Seitenauszug:

Netzwerk der Intoleranten

geschrieben von Lina Dahm

9. September 2021

Datenleck bei rechtem Kampagnenprojekt CitizenGo

Matteo Fraioli, der Campaigns Director von CitizenGo aus Italien gibt sich kämpferisch: »Wir werden niemals aufgeben! Wir werden weiterhin unsere Stimme erheben, das Leben, die Familie und die Freiheit zu verteidigen.« Im Hintergrund ist das Gebäude des EU-Parlaments in Brüssel zu sehen, in dem die Abgeordneten kurz zuvor den sogenannten Mati-Report verabschiedet haben.

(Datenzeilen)

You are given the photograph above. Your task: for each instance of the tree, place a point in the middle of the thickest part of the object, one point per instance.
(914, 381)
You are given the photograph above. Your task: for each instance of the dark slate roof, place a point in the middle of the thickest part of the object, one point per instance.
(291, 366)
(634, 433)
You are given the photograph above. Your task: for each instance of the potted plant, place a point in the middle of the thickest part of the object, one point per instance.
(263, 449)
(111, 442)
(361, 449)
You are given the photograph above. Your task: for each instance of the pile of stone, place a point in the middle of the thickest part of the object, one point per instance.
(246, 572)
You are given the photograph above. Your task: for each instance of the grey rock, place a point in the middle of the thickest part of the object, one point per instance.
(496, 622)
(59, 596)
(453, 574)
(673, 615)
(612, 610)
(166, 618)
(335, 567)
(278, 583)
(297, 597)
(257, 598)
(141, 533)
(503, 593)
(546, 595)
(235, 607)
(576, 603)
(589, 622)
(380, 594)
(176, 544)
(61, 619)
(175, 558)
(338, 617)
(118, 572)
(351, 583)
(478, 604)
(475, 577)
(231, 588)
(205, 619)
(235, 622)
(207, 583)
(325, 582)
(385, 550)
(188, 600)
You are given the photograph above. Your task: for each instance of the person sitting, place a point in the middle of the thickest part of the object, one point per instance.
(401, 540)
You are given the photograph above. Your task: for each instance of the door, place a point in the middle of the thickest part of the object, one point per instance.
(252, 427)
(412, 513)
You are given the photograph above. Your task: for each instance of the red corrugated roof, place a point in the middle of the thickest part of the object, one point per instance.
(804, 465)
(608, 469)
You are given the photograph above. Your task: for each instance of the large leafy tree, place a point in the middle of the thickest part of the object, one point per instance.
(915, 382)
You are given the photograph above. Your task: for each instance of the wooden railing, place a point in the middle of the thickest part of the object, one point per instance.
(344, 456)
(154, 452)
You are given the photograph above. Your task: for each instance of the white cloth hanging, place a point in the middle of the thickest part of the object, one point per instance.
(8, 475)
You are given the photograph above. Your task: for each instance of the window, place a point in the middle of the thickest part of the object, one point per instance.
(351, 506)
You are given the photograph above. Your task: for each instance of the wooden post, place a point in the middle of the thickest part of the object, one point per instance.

Kurzaufgabe: Kannst du den Seitenauszug über das Datenleck bei CitizenGo vollständig und Wort für Wort wiedergeben? Die Einträge spielen hierbei keine Rolle.

Antwort unten:
Netzwerk der Intoleranten

geschrieben von Lina Dahm

9. September 2021

Datenleck bei rechtem Kampagnenprojekt CitizenGo

Matteo Fraioli, der Campaigns Director von CitizenGo aus Italien gibt sich kämpferisch: »Wir werden niemals aufgeben! Wir werden weiterhin unsere Stimme erheben, das Leben, die Familie und die Freiheit zu verteidigen.« Im Hintergrund ist das Gebäude des EU-Parlaments in Brüssel zu sehen, in dem die Abgeordneten kurz zuvor den sogenannten Mati-Report verabschiedet haben.